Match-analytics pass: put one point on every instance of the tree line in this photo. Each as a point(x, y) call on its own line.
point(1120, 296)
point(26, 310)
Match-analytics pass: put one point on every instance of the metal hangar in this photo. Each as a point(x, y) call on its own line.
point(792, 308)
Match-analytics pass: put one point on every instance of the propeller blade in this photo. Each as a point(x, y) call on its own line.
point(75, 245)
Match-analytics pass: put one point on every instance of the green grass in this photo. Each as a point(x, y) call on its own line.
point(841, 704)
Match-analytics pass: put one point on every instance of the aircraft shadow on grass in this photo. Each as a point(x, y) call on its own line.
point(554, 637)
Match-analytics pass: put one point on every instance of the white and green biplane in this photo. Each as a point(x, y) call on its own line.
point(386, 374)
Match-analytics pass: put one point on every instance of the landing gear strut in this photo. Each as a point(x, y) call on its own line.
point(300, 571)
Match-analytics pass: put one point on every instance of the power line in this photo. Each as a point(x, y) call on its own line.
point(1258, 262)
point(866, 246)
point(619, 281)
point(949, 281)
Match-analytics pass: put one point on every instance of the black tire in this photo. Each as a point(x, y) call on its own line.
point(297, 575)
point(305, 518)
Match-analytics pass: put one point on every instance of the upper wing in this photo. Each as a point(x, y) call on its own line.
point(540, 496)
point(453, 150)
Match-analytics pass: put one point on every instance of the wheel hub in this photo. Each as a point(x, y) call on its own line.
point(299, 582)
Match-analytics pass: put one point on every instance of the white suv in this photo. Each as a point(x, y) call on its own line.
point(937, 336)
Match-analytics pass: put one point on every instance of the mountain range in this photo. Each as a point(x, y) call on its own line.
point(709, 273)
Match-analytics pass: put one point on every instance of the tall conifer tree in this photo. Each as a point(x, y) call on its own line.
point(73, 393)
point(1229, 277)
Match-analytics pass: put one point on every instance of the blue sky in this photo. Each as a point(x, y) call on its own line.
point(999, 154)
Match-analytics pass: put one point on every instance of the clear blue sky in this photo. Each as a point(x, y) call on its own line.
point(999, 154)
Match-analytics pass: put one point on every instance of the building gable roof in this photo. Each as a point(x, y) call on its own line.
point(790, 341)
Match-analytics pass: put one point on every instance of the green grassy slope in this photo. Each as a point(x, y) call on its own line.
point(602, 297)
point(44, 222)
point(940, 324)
§ §
## YOUR TASK
Arrange every line of the records above as a Markdown table with two columns, No. and Entry. Number the rows in order and skip any blank lines.

## WRITTEN RESPONSE
| No. | Entry |
|---|---|
| 1 | Match-analytics pass: put one point on every instance of the tree line in this photo. Each as a point(x, y) call on its own line. |
| 2 | point(1120, 296) |
| 3 | point(26, 310) |
| 4 | Match-analytics pass: put one point on every instance of the metal hangar in this photo. Each as a point(x, y) call on its own line. |
| 5 | point(792, 308) |
| 6 | Match-analytics pass: put one point on every instance of the propeller blade in this photo. Each as a point(x, y) call on its own line. |
| 7 | point(75, 245) |
| 8 | Match-analytics pass: put one point on every instance of the green grass in this photo. Each as a point(x, y) call on its own line. |
| 9 | point(841, 704) |
| 10 | Match-analytics pass: put one point on every instance of the aircraft shadow on grass in this photo. Each as a point(x, y) call on its own line. |
| 11 | point(554, 637) |
| 12 | Match-analytics pass: put one point on every instance of the white and green biplane in this photo. Each as a point(x, y) call on its own line. |
| 13 | point(386, 374) |
| 14 | Match-analytics pass: put one point on every instance of the landing gear strut in this photo. Each as a point(x, y) call on its own line. |
| 15 | point(300, 571) |
| 16 | Match-analytics pass: put one point on every instance of the power line in this photo. Each as a point(x, y) call on its own line. |
| 17 | point(1258, 262) |
| 18 | point(866, 246) |
| 19 | point(619, 281) |
| 20 | point(949, 281) |
| 21 | Match-analytics pass: put one point on every instance of the black tire in this photo. Each as a point(x, y) call on its own line. |
| 22 | point(297, 575) |
| 23 | point(305, 518) |
| 24 | Match-analytics pass: put one point on every instance of the upper wing in this photo. Each as a point(x, y) call on its own line. |
| 25 | point(540, 496) |
| 26 | point(453, 150) |
| 27 | Match-analytics pass: put one point on every instance of the wheel hub in this photo. Each as a point(x, y) call on its own line. |
| 28 | point(299, 582) |
| 29 | Match-analytics pass: put one point on every instance of the white suv in this photo. Each as a point(x, y) call on its own line. |
| 30 | point(937, 336) |
| 31 | Match-analytics pass: put one point on every instance of the mountain range in this photo. Each as a point(x, y) call on its own line. |
| 32 | point(709, 273) |
| 33 | Match-analytics pass: put one point on every instance of the tall conifer tree in this photo. Each as a point(x, y) call on its own line. |
| 34 | point(73, 393) |
| 35 | point(1229, 277) |
| 36 | Match-analytics pass: put one point on every instance of the blue sky in this photo. Each as a point(x, y) call on its own line. |
| 37 | point(999, 154) |
| 38 | Match-analytics pass: put one point on every instance of the clear blue sky in this photo. Each as a point(x, y) call on its own line. |
| 39 | point(999, 154) |
| 40 | Match-analytics pass: put one point on every instance of the building gable roof in this photo. Each as a point(x, y) call on its own line. |
| 41 | point(790, 341) |
| 42 | Match-analytics pass: put one point on every instance of the green grassy slope in this photo. Each as a point(x, y) call on its own line. |
| 43 | point(602, 297) |
| 44 | point(44, 222) |
| 45 | point(940, 324) |